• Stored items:
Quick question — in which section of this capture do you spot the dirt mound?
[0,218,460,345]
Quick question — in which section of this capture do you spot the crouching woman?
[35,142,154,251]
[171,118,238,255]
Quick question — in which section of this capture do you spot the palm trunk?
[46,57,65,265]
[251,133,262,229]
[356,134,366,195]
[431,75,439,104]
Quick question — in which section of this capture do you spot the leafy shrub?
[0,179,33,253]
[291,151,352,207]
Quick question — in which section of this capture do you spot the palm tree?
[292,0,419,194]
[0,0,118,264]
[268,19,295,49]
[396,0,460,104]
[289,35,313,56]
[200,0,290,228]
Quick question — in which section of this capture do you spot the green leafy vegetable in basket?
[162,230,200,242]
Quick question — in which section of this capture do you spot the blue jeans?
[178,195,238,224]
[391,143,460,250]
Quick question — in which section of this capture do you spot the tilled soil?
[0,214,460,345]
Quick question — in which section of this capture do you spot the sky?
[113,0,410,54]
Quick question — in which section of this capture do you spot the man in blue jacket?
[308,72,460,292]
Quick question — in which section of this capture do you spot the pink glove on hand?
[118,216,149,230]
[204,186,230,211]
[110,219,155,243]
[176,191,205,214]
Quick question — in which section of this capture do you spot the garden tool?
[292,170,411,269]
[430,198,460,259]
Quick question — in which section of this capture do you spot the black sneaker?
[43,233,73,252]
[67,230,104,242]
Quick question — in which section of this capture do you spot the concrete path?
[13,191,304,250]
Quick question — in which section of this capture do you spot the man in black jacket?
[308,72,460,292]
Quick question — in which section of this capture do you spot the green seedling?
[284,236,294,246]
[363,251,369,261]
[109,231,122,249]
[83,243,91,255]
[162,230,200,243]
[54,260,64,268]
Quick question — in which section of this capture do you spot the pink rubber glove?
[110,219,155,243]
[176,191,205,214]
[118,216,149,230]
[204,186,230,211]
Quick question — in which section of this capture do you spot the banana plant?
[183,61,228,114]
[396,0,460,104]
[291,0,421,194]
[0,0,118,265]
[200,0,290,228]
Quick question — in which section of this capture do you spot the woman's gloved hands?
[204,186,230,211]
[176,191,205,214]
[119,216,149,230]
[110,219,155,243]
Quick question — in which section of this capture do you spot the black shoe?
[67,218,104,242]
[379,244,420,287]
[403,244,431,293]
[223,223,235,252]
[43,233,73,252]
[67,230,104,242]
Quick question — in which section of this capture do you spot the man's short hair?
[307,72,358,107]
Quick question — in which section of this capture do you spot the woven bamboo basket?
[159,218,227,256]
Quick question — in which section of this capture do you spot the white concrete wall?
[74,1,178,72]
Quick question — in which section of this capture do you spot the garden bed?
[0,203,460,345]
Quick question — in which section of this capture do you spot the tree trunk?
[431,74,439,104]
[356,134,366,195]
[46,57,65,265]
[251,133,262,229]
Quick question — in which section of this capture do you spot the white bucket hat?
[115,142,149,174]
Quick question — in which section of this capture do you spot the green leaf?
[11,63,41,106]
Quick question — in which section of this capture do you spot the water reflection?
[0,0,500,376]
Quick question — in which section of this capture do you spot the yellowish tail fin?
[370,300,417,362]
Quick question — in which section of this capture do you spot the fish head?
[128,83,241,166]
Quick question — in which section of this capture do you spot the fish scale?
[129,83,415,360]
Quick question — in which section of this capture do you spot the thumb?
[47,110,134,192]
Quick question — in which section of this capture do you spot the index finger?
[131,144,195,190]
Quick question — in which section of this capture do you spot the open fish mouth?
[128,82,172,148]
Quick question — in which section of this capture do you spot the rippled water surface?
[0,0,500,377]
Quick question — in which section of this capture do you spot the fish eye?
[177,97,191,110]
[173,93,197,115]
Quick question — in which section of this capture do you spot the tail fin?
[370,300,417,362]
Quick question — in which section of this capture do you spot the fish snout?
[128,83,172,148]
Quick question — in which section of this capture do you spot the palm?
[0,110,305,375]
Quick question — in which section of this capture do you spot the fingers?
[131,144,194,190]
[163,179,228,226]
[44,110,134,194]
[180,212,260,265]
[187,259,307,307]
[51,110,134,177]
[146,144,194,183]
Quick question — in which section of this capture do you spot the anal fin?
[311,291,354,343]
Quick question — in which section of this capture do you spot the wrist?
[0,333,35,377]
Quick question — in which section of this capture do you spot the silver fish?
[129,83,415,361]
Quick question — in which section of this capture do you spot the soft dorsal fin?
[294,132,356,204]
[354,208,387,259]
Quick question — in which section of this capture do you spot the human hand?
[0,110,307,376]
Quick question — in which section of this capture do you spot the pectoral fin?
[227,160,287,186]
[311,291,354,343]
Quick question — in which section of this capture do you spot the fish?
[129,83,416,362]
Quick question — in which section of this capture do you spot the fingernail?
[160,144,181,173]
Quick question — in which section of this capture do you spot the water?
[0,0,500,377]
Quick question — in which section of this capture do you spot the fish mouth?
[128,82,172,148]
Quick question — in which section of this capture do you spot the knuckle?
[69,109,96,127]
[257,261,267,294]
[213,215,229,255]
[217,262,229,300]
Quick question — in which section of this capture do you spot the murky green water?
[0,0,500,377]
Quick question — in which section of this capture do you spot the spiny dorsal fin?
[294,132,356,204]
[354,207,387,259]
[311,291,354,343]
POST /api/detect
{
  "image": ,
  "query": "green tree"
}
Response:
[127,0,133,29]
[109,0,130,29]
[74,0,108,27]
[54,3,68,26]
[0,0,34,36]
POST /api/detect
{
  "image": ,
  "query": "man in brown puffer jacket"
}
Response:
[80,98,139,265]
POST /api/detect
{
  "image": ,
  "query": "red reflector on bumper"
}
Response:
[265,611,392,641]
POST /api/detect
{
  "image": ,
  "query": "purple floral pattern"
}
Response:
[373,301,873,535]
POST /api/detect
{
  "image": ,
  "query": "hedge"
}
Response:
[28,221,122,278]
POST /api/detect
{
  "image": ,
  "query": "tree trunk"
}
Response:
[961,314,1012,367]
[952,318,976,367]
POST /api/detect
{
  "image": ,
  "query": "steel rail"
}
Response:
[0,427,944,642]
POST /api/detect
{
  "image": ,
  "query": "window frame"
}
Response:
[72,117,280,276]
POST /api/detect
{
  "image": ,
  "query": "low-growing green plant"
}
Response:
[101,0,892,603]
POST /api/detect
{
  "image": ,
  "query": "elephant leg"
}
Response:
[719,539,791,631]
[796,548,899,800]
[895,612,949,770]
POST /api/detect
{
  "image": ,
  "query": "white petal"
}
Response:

• What you will do: Copy every one of the items above word for word, leaving nothing out.

• Result for this exercise:
Quick question — in which section of this capture do you spot the dirt mound?
[0,218,460,345]
Quick question — in which section of this capture do you spot the crouching woman?
[35,142,154,251]
[171,118,238,255]
Quick question — in which section of this capture do you spot the palm trunk?
[46,57,65,265]
[251,133,262,229]
[356,134,366,195]
[431,75,439,104]
Quick question — in which section of this capture do you spot the leafy shrub?
[0,179,33,253]
[291,151,352,207]
Quick question — in which section of this capture do you spot the palm tree?
[292,0,419,194]
[0,0,118,264]
[268,19,295,49]
[396,0,460,104]
[289,35,313,56]
[200,0,290,228]
Quick question — in which section of this capture do you spot the green leafy vegetable in basket?
[162,230,200,242]
Quick question — in which section of this capture do you spot the blue jeans?
[178,195,238,224]
[391,143,460,250]
Quick question — in which section of this capture do you spot the tilled soil?
[0,214,460,345]
Quick question — in which section of this capture do you spot the sky?
[113,0,410,54]
Quick question — in which section of this capture do you spot the man in blue jacket?
[308,72,460,292]
Quick question — in which section of this capture do you spot the pink glove on hand?
[118,216,149,230]
[204,186,230,211]
[110,219,155,243]
[176,191,205,214]
Quick question — in which section of this capture do you spot the garden tool?
[292,170,411,269]
[430,198,460,259]
Quick question — in which section of this capture do you spot the black sneaker?
[43,233,73,252]
[67,230,104,242]
Quick question — in which section of this capture do you spot the concrete path?
[13,191,304,250]
Quick question — in which section of this capture do you spot the man in black jacket?
[308,72,460,292]
Quick question — in which section of this capture do you spot the green seedling?
[284,236,294,246]
[363,251,369,261]
[109,231,122,249]
[83,243,91,255]
[162,230,200,243]
[54,260,64,268]
Quick question — in which section of this capture do you spot the pink rubber glove?
[110,219,155,243]
[176,191,205,214]
[118,216,149,230]
[204,186,230,211]
Quick question — in which section of this capture do you spot the banana plant?
[183,61,228,114]
[396,0,460,104]
[291,0,421,194]
[0,0,118,265]
[200,0,290,228]
Quick question — in which section of this capture do you spot the woman's gloved hands?
[204,186,230,211]
[176,191,205,214]
[119,216,149,230]
[110,219,155,243]
Quick question — in which section of this capture do you spot the black shoe?
[67,218,104,242]
[379,244,420,287]
[403,244,431,293]
[223,223,235,252]
[43,233,73,252]
[67,230,104,242]
Quick question — in which section of this capture do you spot the man's short hair?
[307,72,358,107]
Quick question — in which section of this capture do you spot the woven bamboo basket?
[159,218,227,256]
Quick question — in which section of this capture do you spot the white concrete wall?
[74,1,178,72]
Quick question — in which section of this capture do you spot the garden bed?
[0,203,460,345]
Quick question — in which section of this capture do you spot the tree trunk?
[431,74,439,104]
[356,134,366,195]
[46,57,65,265]
[251,133,262,229]
Quick question — in which section of this capture do you spot the white bucket hat?
[115,142,149,174]
Quick question — in which section of this capture do you spot the green leaf?
[11,63,41,106]
Quick question — in which section of this capture do you spot the water reflection?
[0,0,500,376]
Quick question — in which section of this capture do you spot the yellowish tail fin?
[370,300,417,362]
Quick question — in which section of this capture do you spot the fish head?
[128,83,241,166]
Quick question — in which section of this capture do you spot the fish scale?
[129,83,415,360]
Quick question — in which section of this capture do you spot the thumb?
[47,110,134,192]
Quick question — in which section of this capture do you spot the index finger?
[131,144,195,190]
Quick question — in which section of this capture do you spot the open fish mouth?
[128,82,172,148]
Quick question — in which section of this capture do you spot the rippled water surface?
[0,0,500,377]
Quick question — in which section of this capture do you spot the fish eye?
[177,97,191,110]
[173,93,197,115]
Quick question — in which section of this capture do you spot the tail fin?
[370,300,417,362]
Quick question — in which section of this capture do you spot the fish snout?
[128,83,172,148]
Quick question — in which section of this capture do you spot the palm?
[0,110,305,375]
Quick question — in which section of this capture do you spot the fingers?
[131,144,194,190]
[163,179,228,226]
[44,110,134,194]
[180,212,260,265]
[187,259,307,307]
[51,110,134,177]
[146,144,194,183]
Quick question — in which section of this capture do you spot the anal fin?
[311,291,354,343]
Quick question — in which section of this capture do you spot the wrist?
[0,333,35,377]
Quick question — in which section of this capture do you spot the silver fish?
[129,83,415,361]
Quick question — in which section of this capture do you spot the soft dorsal fin?
[294,132,356,204]
[354,208,387,259]
Quick question — in which section of this capture do you spot the human hand?
[0,110,307,376]
Quick question — in which section of this capture do you spot the pectoral fin?
[227,160,287,186]
[311,291,354,343]
Quick question — in which section of this capture do you spot the fish?
[129,83,416,362]
Quick question — in which section of this capture do you spot the fingernail?
[160,144,181,173]
Quick question — in which section of this capture do you spot the water?
[0,0,500,377]
Quick question — in which section of this capture do you spot the fish mouth?
[128,82,172,148]
Quick question — in which section of this capture do you spot the knuckle?
[69,109,96,127]
[257,261,267,294]
[213,215,229,255]
[217,262,229,300]
Quick question — in which section of this capture do you spot the murky green water?
[0,0,500,377]
Quick question — in which section of this capture do you spot the spiny dorsal fin?
[294,132,356,204]
[354,207,387,259]
[311,291,354,343]
POST /api/detect
{
  "image": ,
  "query": "green tree"
}
Response:
[127,0,133,29]
[109,0,130,29]
[74,0,108,27]
[54,3,68,26]
[0,0,34,36]
POST /api/detect
{
  "image": ,
  "query": "man in brown puffer jacket"
}
Response:
[80,98,139,265]
POST /api/detect
{
  "image": ,
  "query": "red reflector on bumper"
}
Response:
[265,611,392,641]
POST /api/detect
{
  "image": ,
  "query": "purple floral pattern"
}
Response:
[373,301,873,535]
POST /api/detect
{
  "image": ,
  "query": "hedge"
}
Response:
[28,221,122,278]
POST /api/detect
{
  "image": ,
  "query": "tree trunk"
}
Response:
[961,314,1012,367]
[952,318,976,367]
POST /api/detect
{
  "image": ,
  "query": "steel rail"
}
Response:
[0,427,944,642]
POST /api/detect
{
  "image": ,
  "query": "window frame"
}
Response:
[72,117,280,276]
POST /api/detect
{
  "image": ,
  "query": "low-growing green plant"
}
Response:
[101,0,892,603]
POST /api/detect
{
  "image": ,
  "query": "elephant leg"
}
Response:
[719,539,791,631]
[796,548,899,800]
[895,612,949,770]
POST /api/detect
{
  "image": ,
  "query": "white petal"
}
Response:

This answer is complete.